**What you should do**: Nothing but the text of the records should come back; copy it exactly and leave the pictures out.

**Data for this task**:
────────────────

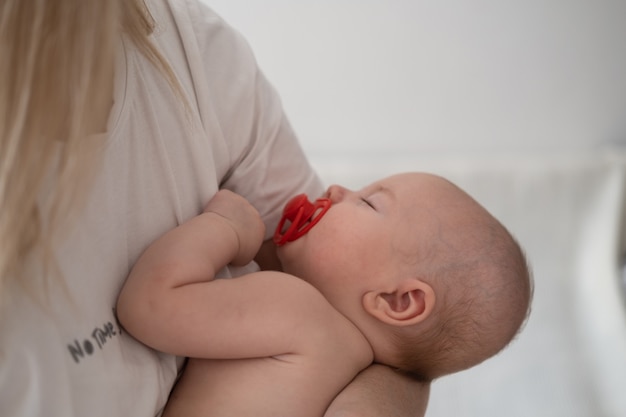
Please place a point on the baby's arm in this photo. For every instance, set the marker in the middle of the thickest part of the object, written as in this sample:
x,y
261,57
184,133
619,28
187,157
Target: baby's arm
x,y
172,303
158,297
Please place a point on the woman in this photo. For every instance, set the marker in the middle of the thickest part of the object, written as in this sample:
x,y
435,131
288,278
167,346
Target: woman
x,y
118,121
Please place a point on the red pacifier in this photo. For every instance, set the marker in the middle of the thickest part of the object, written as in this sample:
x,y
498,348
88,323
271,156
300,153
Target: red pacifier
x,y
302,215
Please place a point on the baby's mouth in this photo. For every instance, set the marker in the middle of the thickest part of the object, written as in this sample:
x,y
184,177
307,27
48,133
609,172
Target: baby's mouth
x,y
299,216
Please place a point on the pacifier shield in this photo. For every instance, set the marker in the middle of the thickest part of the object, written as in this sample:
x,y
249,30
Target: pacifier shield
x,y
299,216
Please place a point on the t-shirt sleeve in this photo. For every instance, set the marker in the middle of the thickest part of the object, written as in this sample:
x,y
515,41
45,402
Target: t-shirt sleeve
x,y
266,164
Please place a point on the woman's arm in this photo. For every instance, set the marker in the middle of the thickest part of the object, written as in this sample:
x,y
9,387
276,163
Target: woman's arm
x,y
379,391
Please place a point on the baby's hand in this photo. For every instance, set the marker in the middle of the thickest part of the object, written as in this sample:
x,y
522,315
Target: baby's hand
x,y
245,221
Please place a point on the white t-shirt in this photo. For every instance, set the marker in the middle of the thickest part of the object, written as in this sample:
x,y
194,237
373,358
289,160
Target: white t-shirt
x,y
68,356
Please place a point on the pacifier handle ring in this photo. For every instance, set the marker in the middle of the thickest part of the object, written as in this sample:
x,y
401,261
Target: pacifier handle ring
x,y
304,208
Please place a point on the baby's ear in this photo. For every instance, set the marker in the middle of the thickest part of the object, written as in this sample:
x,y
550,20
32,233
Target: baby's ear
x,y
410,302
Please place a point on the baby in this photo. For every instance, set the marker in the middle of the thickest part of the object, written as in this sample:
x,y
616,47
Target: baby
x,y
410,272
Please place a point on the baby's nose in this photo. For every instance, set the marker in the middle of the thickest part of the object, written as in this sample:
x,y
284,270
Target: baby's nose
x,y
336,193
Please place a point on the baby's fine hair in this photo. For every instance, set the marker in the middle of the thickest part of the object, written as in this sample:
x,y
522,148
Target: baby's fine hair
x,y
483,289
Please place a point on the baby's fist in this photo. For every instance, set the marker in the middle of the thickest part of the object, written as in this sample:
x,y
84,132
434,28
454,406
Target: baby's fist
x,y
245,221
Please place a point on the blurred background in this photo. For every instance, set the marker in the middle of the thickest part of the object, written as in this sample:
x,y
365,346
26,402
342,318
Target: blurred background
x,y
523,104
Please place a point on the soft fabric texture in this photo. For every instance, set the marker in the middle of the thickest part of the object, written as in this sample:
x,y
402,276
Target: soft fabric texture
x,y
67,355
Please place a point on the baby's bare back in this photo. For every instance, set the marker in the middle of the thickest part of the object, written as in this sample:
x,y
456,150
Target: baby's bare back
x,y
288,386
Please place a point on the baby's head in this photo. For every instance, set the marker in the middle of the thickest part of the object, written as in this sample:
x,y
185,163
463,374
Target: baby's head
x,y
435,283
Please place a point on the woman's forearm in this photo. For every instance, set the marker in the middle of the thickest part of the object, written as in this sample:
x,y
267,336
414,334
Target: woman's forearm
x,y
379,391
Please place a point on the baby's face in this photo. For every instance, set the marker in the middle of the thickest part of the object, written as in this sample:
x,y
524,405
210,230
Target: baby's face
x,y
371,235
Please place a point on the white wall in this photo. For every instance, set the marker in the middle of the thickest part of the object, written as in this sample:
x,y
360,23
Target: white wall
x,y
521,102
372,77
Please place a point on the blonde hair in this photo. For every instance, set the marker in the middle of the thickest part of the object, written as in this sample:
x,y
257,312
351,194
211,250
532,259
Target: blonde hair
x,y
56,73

────────────────

**Exercise response**:
Please place a point on the baby's arm in this photo. For every instance, set the marker in the middle of the thickest part of the object, written as in this sample:
x,y
261,57
184,133
619,28
187,157
Target: baby's arm
x,y
172,303
158,297
Please place a point on the woman in this photo. For every instance, set the marker in the middle of the thickest part of the object, written as in this sample:
x,y
435,131
288,278
167,346
Target: woman
x,y
118,121
Please place a point on the red pacifier in this photo. For every instance, set the marker in the middle of the thickest part of the object, written as in this sample:
x,y
498,348
88,323
271,156
300,153
Target: red pacifier
x,y
302,215
Please place a point on the baby's mouth in this photo. For every instance, set the marker in the middle of the thickest part of the object, written as in this sample:
x,y
184,177
307,27
48,133
609,172
Target: baby's mouth
x,y
299,216
Please place a point on the pacifier shield in this photo. For every instance, set the marker in the middle of the thickest part of the object, written as in this sample:
x,y
249,30
Target: pacifier shield
x,y
299,216
Please place a point on the t-shirt sleeve in this photo. For every instance, set the marker in the middle of the thickest part of the object, written as in this sample:
x,y
515,41
45,402
Target: t-shirt sleeve
x,y
266,164
Please place a point on the woman's arm in this photo. For every instance, set the marker in the middle of the thickest part of the object, written as in this sample:
x,y
9,387
276,163
Target: woman's arm
x,y
379,391
Please place a point on the baby's hand in this photo. For every instance, set the marker in the middle of the thickest part of the object, written as in this sample:
x,y
522,315
Target: baby's hand
x,y
245,221
Please place a point on the white t-shirt in this photo. For every instance, set the marker in the middle of the thickest part of the object, written as in this sample:
x,y
194,237
373,358
289,160
Target: white t-shirt
x,y
68,356
Please place a point on the pacifier handle ring in this photo. For every instance, set the marker in the middle of the thickest part of the object, written as in this sample:
x,y
401,261
Target: pacifier handle ring
x,y
304,208
Please place a point on the baby's ear in this photo. For every instance, set the marker in the middle of the thickest part of the object, written as in this sample:
x,y
550,20
32,233
Target: baby's ear
x,y
410,302
Please place a point on the baby in this photo. For every instance, set the marker in the middle of the thickest part of the object, written as in this sample:
x,y
616,47
Target: baby
x,y
410,272
Please place a point on the baby's nose in this photo. For every instance, set the marker in the middle of the thickest part of the object, written as in this sample:
x,y
284,270
Target: baby's nose
x,y
336,193
Please place a point on the baby's fine hair in this photo. For every instance, set the marker in the middle of the thickest part of the object, written as in this sample:
x,y
522,148
Target: baby's fine hair
x,y
483,289
Please place a point on the baby's fist in this photo. For every instance, set the marker in the middle of the thickest part of the object, written as in this sample:
x,y
84,132
434,28
454,406
Target: baby's fist
x,y
245,221
Please place a point on the blurred background in this photo. For every instance, set the marker in the middle of the thickest part of the object, written as in this sample:
x,y
365,346
26,402
342,318
Target: blurred background
x,y
523,104
Please place a point on the soft fabric texture in this photo. For every instance, set the marker in the middle of the thickest part of the object, written as in this sample:
x,y
402,276
Target: soft fabric texture
x,y
67,355
Please place a point on the baby's bare back in this photo. For every instance, set the marker in the middle of the thickest part of the object, written as in this sample:
x,y
456,150
Target: baby's bare back
x,y
288,386
Please place a point on the baby's head in this photo. For every instance, set the marker in the middle of the thickest part of the object, written as in this sample:
x,y
185,163
463,374
Target: baby's head
x,y
435,283
Please place a point on the woman's forearm in this photo. For every instance, set the marker in the middle of the thickest part of the object, written as in this sample:
x,y
267,336
414,334
Target: woman's forearm
x,y
379,391
Please place a point on the baby's face in this photo. For every instance, set the marker in the middle of the thickest part of the object, written as in this sample:
x,y
524,405
210,230
Target: baby's face
x,y
371,235
Please place a point on the white wall in this photo. For every instance, set the marker in the middle of the thickest part of the object, written as in this sample:
x,y
360,23
Target: white wall
x,y
521,102
372,77
Please place a point on the blonde hair in this photo. For every instance, set the marker in the middle of the thickest part of the object, written as in this sample:
x,y
257,312
351,194
211,250
532,259
Target: blonde hair
x,y
56,73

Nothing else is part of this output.